◆ DATA FOR THE TASK
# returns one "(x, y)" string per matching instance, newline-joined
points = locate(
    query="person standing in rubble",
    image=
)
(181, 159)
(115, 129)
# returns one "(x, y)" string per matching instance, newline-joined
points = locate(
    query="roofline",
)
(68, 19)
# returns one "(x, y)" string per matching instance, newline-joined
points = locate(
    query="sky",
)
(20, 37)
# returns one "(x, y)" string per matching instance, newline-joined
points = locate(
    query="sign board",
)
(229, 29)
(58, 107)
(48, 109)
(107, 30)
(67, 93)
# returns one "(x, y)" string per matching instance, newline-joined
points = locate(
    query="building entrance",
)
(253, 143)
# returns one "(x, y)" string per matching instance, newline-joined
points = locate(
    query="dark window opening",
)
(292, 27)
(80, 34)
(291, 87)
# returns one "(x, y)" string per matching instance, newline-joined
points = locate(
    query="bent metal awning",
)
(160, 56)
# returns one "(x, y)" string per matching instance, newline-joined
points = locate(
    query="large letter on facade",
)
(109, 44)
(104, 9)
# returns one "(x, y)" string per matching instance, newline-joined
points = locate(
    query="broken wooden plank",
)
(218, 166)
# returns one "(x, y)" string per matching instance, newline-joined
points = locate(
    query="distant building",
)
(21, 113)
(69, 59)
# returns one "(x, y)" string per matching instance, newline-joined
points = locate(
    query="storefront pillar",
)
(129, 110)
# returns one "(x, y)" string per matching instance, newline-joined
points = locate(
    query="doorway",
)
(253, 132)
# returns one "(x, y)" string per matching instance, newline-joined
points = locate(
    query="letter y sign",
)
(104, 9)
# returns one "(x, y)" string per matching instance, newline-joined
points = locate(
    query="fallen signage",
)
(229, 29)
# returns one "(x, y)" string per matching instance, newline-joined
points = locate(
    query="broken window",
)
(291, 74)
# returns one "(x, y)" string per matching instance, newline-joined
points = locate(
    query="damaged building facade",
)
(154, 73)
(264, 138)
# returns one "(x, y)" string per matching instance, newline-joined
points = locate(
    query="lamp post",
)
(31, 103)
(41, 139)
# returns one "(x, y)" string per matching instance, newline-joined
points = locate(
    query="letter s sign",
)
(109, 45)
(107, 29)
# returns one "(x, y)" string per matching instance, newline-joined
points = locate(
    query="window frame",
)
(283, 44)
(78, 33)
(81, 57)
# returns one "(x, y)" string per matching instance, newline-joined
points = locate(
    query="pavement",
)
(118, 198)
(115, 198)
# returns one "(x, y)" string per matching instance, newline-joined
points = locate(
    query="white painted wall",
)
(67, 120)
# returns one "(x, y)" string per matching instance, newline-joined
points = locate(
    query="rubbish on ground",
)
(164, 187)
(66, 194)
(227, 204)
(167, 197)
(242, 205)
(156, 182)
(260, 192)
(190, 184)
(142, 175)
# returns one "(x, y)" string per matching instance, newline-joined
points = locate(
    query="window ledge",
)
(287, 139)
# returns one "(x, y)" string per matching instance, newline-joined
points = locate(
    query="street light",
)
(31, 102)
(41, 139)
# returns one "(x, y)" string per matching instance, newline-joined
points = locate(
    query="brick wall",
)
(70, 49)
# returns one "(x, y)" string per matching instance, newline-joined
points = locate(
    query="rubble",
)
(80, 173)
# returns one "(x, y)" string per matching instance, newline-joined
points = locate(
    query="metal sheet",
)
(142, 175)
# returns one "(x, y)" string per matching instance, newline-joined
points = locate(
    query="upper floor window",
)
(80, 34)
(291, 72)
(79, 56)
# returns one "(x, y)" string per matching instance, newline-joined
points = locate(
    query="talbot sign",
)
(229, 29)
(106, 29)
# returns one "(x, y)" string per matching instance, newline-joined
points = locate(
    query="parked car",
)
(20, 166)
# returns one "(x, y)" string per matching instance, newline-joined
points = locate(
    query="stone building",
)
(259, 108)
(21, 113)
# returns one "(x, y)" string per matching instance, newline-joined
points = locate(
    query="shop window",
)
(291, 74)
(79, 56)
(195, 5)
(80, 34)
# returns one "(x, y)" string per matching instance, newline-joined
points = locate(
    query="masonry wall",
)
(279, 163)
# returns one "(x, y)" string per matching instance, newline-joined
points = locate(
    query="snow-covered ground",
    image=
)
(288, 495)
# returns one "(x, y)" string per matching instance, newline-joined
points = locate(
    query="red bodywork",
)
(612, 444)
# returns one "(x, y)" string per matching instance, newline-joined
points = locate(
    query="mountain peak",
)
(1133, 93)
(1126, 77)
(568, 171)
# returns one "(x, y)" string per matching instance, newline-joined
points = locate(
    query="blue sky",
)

◆ WORK TO BE COMPLETED
Extract every line of the records that contains the word "building".

◆ ANSWER TO THIS PROBLEM
    query="building entrance",
    query="distant building",
    query="damaged building facade",
    query="stone building",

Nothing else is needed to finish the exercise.